▶ [Stated problem]
Return the rows below verbatim, starting at the line that contains "tag the green leaf, one point per instance." and stopping after the line that contains "<point>224,329</point>", with both of those lines included.

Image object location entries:
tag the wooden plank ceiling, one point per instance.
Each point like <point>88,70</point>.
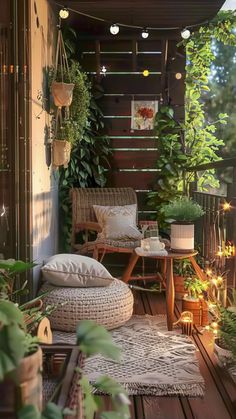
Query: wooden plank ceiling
<point>149,13</point>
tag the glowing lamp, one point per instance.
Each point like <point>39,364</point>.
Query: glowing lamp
<point>114,29</point>
<point>64,13</point>
<point>145,73</point>
<point>185,33</point>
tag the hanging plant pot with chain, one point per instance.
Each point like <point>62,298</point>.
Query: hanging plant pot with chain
<point>61,150</point>
<point>62,91</point>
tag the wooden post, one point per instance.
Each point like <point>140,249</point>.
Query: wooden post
<point>98,60</point>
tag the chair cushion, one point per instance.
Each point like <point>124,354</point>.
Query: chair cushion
<point>111,306</point>
<point>118,222</point>
<point>69,270</point>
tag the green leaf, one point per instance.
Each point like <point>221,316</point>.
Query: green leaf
<point>10,313</point>
<point>29,412</point>
<point>89,404</point>
<point>93,338</point>
<point>52,411</point>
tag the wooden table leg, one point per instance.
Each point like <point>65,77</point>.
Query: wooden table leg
<point>170,294</point>
<point>197,269</point>
<point>132,262</point>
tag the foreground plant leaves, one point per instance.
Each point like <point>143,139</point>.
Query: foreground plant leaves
<point>93,338</point>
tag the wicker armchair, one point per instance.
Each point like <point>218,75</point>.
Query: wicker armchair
<point>84,219</point>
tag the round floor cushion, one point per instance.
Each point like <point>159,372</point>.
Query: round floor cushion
<point>109,306</point>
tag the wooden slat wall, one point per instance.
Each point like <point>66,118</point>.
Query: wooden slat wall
<point>134,152</point>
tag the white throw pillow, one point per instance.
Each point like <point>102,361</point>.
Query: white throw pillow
<point>70,270</point>
<point>118,222</point>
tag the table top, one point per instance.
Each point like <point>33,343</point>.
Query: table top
<point>170,255</point>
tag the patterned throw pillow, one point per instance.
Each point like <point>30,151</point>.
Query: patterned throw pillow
<point>118,222</point>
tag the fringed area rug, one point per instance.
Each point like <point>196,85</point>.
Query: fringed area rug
<point>154,361</point>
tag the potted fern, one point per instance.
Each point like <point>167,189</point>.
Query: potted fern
<point>194,300</point>
<point>20,362</point>
<point>182,212</point>
<point>224,329</point>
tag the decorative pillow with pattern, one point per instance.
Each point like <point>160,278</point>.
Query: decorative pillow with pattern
<point>118,222</point>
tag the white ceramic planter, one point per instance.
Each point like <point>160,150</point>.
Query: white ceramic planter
<point>182,237</point>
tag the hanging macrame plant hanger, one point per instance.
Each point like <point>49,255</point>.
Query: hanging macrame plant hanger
<point>62,92</point>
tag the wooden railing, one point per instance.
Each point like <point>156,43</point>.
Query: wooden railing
<point>217,228</point>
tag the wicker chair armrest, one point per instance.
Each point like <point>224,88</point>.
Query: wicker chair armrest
<point>89,225</point>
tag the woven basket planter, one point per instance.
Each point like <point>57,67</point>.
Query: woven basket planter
<point>62,93</point>
<point>199,308</point>
<point>28,389</point>
<point>61,150</point>
<point>109,306</point>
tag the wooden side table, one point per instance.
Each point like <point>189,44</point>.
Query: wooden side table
<point>168,271</point>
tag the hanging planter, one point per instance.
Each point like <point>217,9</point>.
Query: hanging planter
<point>61,150</point>
<point>62,91</point>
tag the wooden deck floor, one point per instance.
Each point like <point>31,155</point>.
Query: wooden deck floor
<point>220,397</point>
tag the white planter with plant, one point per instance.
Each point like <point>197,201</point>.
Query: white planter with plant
<point>182,213</point>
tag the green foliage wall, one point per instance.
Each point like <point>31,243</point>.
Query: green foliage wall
<point>87,166</point>
<point>193,142</point>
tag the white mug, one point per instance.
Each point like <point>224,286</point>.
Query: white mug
<point>155,244</point>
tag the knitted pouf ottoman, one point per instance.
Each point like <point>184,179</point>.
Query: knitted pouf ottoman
<point>109,306</point>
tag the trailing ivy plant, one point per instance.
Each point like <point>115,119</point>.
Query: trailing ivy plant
<point>193,142</point>
<point>87,166</point>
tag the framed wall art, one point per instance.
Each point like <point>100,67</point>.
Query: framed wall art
<point>143,113</point>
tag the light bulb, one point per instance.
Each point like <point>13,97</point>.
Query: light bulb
<point>145,33</point>
<point>226,206</point>
<point>64,13</point>
<point>103,70</point>
<point>114,29</point>
<point>185,33</point>
<point>178,76</point>
<point>145,73</point>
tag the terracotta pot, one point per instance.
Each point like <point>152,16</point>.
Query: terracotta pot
<point>223,355</point>
<point>26,388</point>
<point>180,291</point>
<point>61,150</point>
<point>199,308</point>
<point>62,93</point>
<point>182,237</point>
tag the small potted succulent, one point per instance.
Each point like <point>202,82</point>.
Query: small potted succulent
<point>182,212</point>
<point>194,300</point>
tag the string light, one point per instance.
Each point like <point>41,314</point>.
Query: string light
<point>185,33</point>
<point>103,70</point>
<point>227,206</point>
<point>146,73</point>
<point>114,29</point>
<point>145,33</point>
<point>64,13</point>
<point>178,76</point>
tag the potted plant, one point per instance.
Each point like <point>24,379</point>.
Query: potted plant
<point>67,129</point>
<point>182,269</point>
<point>181,213</point>
<point>194,301</point>
<point>20,361</point>
<point>62,91</point>
<point>224,330</point>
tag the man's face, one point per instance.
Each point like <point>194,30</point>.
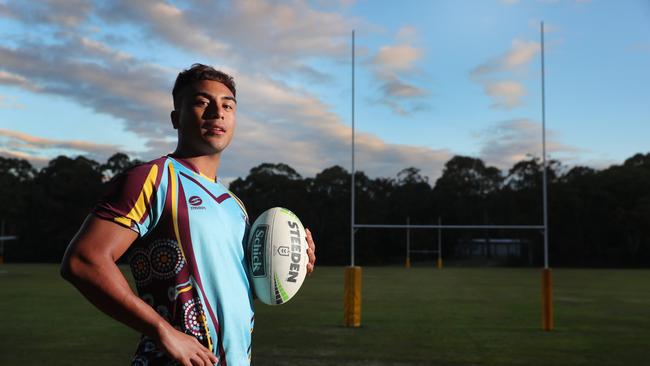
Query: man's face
<point>206,117</point>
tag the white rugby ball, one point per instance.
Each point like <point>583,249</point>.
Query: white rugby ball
<point>277,255</point>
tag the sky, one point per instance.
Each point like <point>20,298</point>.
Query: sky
<point>433,79</point>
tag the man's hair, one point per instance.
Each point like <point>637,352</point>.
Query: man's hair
<point>196,73</point>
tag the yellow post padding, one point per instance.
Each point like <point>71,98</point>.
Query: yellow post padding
<point>352,305</point>
<point>547,300</point>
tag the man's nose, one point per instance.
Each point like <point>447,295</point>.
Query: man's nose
<point>213,112</point>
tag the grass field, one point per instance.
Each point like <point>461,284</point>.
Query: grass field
<point>421,316</point>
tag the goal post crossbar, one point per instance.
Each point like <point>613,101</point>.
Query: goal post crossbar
<point>460,227</point>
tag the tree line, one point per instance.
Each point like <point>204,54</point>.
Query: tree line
<point>596,217</point>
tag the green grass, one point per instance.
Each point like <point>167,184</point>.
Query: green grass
<point>421,316</point>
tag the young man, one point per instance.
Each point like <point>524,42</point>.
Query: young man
<point>186,235</point>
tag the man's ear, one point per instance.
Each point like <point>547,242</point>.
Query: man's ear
<point>174,117</point>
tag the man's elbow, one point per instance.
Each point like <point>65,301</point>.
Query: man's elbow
<point>72,267</point>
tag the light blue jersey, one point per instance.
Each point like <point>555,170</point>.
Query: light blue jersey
<point>188,262</point>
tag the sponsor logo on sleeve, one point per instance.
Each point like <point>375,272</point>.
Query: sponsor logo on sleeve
<point>195,202</point>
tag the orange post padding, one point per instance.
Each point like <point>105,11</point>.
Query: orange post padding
<point>547,300</point>
<point>352,303</point>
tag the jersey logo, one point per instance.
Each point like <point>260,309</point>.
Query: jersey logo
<point>196,202</point>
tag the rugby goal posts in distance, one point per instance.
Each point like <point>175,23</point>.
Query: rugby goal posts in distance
<point>4,238</point>
<point>352,286</point>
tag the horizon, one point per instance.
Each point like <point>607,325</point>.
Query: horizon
<point>433,80</point>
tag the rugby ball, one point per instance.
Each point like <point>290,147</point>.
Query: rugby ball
<point>277,255</point>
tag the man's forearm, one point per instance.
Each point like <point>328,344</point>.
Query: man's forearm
<point>103,284</point>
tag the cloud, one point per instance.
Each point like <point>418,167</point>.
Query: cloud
<point>392,65</point>
<point>518,56</point>
<point>277,121</point>
<point>506,93</point>
<point>35,160</point>
<point>10,102</point>
<point>254,35</point>
<point>7,78</point>
<point>508,142</point>
<point>39,149</point>
<point>60,13</point>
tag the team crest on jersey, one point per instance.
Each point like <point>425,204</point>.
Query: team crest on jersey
<point>195,203</point>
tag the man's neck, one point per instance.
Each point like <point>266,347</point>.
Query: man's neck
<point>207,165</point>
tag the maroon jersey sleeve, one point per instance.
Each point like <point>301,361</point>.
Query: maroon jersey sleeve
<point>131,199</point>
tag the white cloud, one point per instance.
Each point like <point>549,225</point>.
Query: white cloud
<point>498,76</point>
<point>7,78</point>
<point>506,94</point>
<point>508,142</point>
<point>392,66</point>
<point>38,149</point>
<point>277,122</point>
<point>398,58</point>
<point>10,102</point>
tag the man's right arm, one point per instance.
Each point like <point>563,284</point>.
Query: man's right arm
<point>89,264</point>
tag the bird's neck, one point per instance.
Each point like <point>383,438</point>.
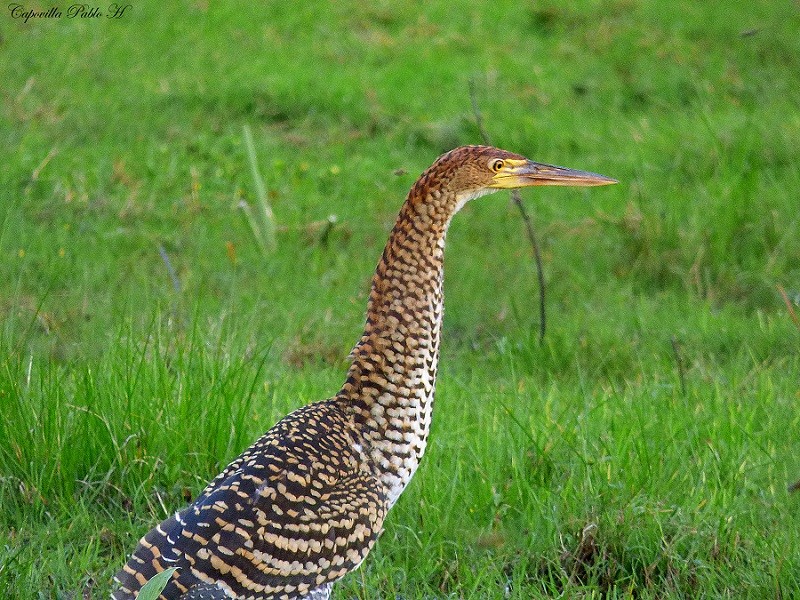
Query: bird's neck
<point>390,384</point>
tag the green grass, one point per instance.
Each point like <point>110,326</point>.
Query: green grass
<point>149,333</point>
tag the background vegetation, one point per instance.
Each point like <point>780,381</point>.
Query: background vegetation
<point>149,334</point>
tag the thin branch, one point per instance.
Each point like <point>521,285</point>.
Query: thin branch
<point>676,351</point>
<point>789,307</point>
<point>515,196</point>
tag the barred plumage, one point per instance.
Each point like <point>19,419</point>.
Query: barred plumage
<point>304,505</point>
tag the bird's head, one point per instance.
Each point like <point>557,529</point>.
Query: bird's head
<point>472,171</point>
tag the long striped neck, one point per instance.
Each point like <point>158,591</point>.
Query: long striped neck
<point>390,384</point>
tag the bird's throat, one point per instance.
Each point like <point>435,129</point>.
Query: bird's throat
<point>390,384</point>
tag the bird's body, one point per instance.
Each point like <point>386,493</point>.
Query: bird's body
<point>304,505</point>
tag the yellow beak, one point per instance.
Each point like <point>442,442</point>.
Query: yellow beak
<point>516,174</point>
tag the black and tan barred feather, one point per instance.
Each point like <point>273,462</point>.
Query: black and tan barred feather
<point>296,511</point>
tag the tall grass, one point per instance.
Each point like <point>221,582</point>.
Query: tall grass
<point>149,333</point>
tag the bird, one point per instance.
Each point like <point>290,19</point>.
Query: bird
<point>305,504</point>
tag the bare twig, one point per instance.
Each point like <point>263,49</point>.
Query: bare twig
<point>262,225</point>
<point>676,351</point>
<point>173,275</point>
<point>515,196</point>
<point>789,307</point>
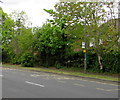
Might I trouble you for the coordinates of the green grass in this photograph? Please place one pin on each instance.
(76, 73)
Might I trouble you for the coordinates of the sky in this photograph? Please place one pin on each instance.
(33, 8)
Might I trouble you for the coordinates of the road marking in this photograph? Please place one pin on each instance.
(80, 85)
(34, 84)
(62, 81)
(103, 89)
(107, 89)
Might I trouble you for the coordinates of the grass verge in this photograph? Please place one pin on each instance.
(104, 77)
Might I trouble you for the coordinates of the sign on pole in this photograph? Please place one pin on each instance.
(83, 44)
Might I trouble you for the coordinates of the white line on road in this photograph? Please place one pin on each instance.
(1, 75)
(34, 84)
(79, 85)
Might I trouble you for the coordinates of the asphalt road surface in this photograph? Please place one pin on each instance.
(18, 83)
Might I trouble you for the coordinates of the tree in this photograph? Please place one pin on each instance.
(6, 34)
(85, 19)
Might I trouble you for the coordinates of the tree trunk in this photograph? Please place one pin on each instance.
(100, 62)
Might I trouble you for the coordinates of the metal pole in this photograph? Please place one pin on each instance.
(85, 58)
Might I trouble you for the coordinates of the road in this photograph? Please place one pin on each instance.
(18, 83)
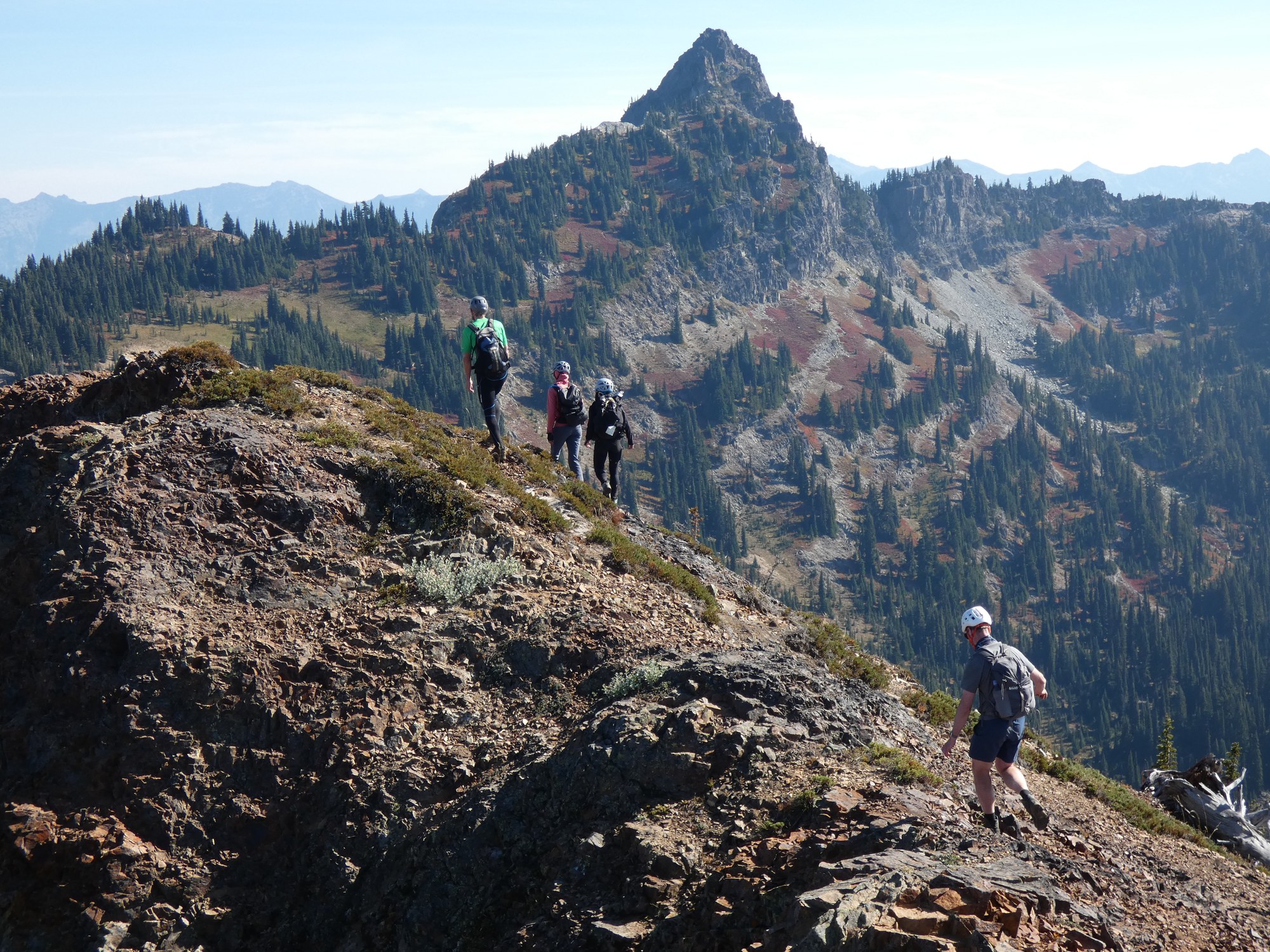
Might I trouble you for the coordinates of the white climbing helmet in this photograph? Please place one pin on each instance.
(976, 616)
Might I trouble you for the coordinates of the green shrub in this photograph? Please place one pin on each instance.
(275, 390)
(769, 828)
(449, 582)
(822, 784)
(901, 766)
(937, 709)
(332, 435)
(636, 681)
(203, 352)
(841, 653)
(653, 565)
(1137, 810)
(805, 800)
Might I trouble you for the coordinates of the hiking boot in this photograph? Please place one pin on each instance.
(1010, 826)
(1039, 814)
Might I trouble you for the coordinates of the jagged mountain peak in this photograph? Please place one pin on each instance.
(714, 72)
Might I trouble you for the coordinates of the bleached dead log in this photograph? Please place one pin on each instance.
(1260, 821)
(1201, 798)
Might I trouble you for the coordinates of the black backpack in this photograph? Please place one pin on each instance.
(1013, 692)
(490, 357)
(570, 407)
(610, 420)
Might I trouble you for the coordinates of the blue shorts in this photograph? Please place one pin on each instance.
(995, 738)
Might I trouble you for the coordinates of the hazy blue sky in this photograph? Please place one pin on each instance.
(104, 100)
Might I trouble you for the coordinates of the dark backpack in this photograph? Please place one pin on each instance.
(1013, 692)
(610, 420)
(570, 407)
(490, 357)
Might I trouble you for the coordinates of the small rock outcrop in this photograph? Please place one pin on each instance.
(231, 720)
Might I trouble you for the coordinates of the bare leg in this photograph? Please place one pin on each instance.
(982, 771)
(1012, 776)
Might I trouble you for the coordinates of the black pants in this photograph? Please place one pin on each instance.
(488, 392)
(613, 454)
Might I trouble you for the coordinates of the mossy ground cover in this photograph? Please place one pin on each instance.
(843, 654)
(900, 766)
(652, 565)
(1116, 795)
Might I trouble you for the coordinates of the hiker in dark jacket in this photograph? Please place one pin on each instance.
(487, 357)
(566, 416)
(998, 737)
(606, 426)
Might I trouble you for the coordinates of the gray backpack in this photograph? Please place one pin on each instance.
(1013, 692)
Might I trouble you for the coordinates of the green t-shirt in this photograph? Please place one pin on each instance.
(468, 341)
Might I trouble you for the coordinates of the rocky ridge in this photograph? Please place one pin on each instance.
(227, 720)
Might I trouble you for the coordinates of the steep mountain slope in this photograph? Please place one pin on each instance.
(50, 225)
(229, 719)
(831, 380)
(1243, 180)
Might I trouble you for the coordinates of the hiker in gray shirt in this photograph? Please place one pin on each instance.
(1006, 685)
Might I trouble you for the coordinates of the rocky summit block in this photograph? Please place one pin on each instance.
(232, 719)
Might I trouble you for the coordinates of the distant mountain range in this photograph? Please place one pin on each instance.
(49, 225)
(1247, 178)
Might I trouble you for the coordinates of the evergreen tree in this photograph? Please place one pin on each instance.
(1166, 755)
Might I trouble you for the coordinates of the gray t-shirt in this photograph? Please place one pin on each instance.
(977, 676)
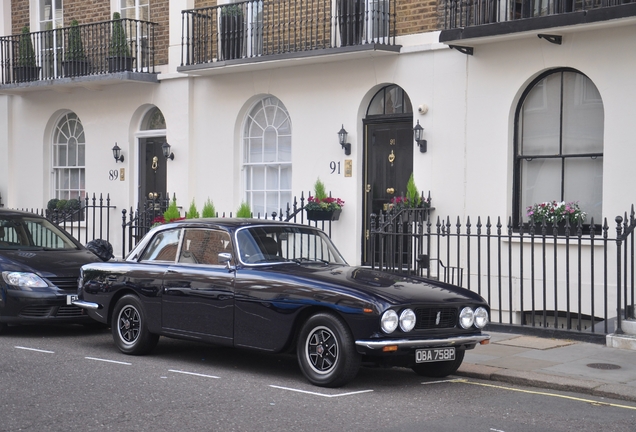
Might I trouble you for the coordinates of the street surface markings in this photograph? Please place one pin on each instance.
(320, 394)
(590, 401)
(35, 349)
(443, 381)
(108, 361)
(193, 373)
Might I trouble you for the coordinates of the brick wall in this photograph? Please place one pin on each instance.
(91, 11)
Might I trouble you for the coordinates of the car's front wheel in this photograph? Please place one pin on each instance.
(129, 327)
(326, 351)
(440, 369)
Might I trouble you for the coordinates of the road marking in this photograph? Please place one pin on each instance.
(193, 373)
(320, 394)
(34, 349)
(590, 401)
(443, 381)
(108, 361)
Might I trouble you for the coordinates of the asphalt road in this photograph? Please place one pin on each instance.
(70, 378)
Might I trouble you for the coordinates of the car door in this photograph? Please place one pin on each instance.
(198, 292)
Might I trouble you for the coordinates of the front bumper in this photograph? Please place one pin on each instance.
(376, 346)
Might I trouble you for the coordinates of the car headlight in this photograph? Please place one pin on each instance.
(466, 317)
(24, 280)
(389, 321)
(407, 320)
(481, 317)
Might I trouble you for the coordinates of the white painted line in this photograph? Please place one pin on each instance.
(33, 349)
(320, 394)
(193, 373)
(443, 381)
(108, 361)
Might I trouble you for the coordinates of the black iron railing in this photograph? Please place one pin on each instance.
(89, 49)
(549, 278)
(264, 27)
(466, 13)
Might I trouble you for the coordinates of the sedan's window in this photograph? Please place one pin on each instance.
(272, 244)
(203, 246)
(163, 247)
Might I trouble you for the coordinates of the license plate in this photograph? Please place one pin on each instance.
(429, 355)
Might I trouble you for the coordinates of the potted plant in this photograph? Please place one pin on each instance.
(321, 207)
(555, 214)
(351, 21)
(231, 31)
(119, 59)
(25, 67)
(75, 62)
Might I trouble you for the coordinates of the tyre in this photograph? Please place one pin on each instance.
(129, 328)
(326, 351)
(440, 369)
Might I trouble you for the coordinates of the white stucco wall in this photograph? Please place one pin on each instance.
(471, 101)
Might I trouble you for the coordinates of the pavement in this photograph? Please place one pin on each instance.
(556, 364)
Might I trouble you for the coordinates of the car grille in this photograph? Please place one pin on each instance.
(427, 318)
(51, 312)
(68, 285)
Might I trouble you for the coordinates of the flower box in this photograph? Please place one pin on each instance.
(324, 214)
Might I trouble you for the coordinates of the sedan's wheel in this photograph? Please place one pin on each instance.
(129, 327)
(440, 369)
(326, 351)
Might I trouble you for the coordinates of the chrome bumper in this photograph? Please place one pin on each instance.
(86, 305)
(423, 343)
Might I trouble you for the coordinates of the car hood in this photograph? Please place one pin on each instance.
(47, 263)
(393, 288)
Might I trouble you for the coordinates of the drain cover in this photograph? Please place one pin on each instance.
(604, 366)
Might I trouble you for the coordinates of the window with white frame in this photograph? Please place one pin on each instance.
(267, 157)
(69, 155)
(559, 144)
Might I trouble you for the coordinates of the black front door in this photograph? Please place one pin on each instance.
(388, 164)
(152, 169)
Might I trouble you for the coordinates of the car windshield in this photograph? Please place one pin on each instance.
(23, 232)
(282, 244)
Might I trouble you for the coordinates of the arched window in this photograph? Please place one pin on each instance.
(69, 153)
(267, 157)
(559, 144)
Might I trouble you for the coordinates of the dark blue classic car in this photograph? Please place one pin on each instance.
(277, 286)
(39, 267)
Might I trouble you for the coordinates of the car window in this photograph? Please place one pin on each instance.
(202, 246)
(271, 244)
(26, 232)
(163, 247)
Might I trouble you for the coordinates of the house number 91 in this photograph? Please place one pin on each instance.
(335, 166)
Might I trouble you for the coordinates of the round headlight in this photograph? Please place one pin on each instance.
(466, 317)
(481, 317)
(407, 320)
(389, 321)
(23, 280)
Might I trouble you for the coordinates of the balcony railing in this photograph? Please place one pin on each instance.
(260, 28)
(465, 13)
(84, 50)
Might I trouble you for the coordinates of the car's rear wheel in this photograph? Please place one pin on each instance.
(440, 369)
(129, 327)
(326, 351)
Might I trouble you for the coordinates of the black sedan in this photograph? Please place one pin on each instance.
(39, 267)
(274, 286)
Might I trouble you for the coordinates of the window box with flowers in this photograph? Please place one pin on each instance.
(555, 215)
(321, 207)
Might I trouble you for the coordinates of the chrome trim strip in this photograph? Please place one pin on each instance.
(86, 305)
(422, 343)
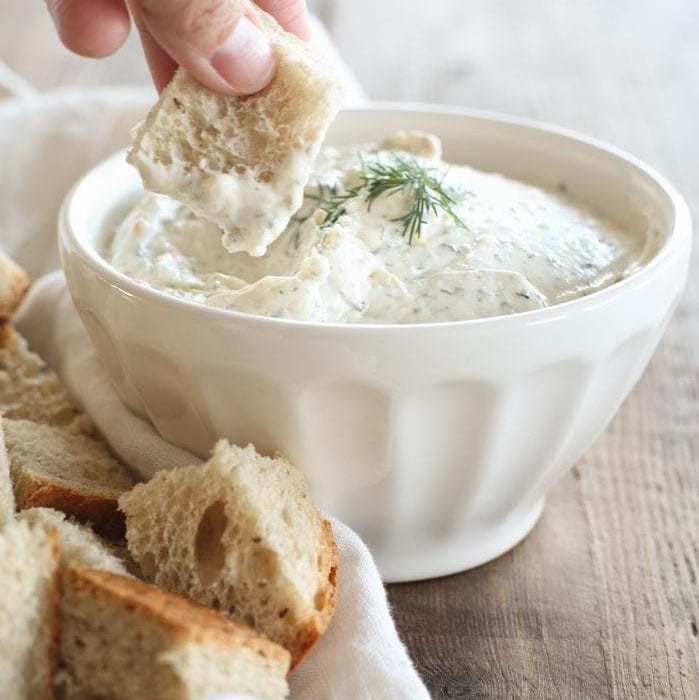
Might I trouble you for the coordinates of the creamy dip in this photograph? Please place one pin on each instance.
(505, 247)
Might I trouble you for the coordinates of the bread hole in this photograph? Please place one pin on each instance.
(209, 553)
(320, 600)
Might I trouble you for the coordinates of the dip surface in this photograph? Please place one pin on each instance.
(505, 247)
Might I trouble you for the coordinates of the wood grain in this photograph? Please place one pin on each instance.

▶ [Response to the task]
tag the green leaf, one point per instance.
Each point like <point>221,316</point>.
Query: green leaf
<point>10,313</point>
<point>29,412</point>
<point>89,404</point>
<point>93,338</point>
<point>52,411</point>
tag the wooden table leg, one point per instance.
Each point like <point>65,77</point>.
Query: wooden table leg
<point>170,294</point>
<point>197,269</point>
<point>132,262</point>
tag the foreground plant leaves, one point per instance.
Each point like <point>143,139</point>.
Query: foreground plant leaves
<point>93,338</point>
tag the wicker armchair, one point per instance.
Each point like <point>218,75</point>.
Query: wicker armchair
<point>84,219</point>
tag the round floor cushion, one point per instance.
Each point like <point>159,372</point>.
Query: round floor cushion
<point>109,306</point>
tag the wooden slat wall, one point per instance.
Each point like <point>66,118</point>.
Query: wooden slat wall
<point>134,152</point>
tag the white throw pillow, one point per instance.
Each point like <point>102,361</point>.
Query: white throw pillow
<point>70,270</point>
<point>118,222</point>
tag the table top, one point per instance.
Each point like <point>33,343</point>.
Query: table top
<point>170,255</point>
tag the patterned throw pillow, one point per instance.
Each point like <point>30,151</point>.
Query: patterned throw pillow
<point>118,222</point>
tag the fringed area rug, one point per instance.
Each point like <point>196,85</point>.
Query: fringed area rug
<point>154,361</point>
tag the potted fern, one point per instance.
Each point like <point>167,189</point>.
Query: potted fern
<point>194,300</point>
<point>20,362</point>
<point>182,212</point>
<point>224,329</point>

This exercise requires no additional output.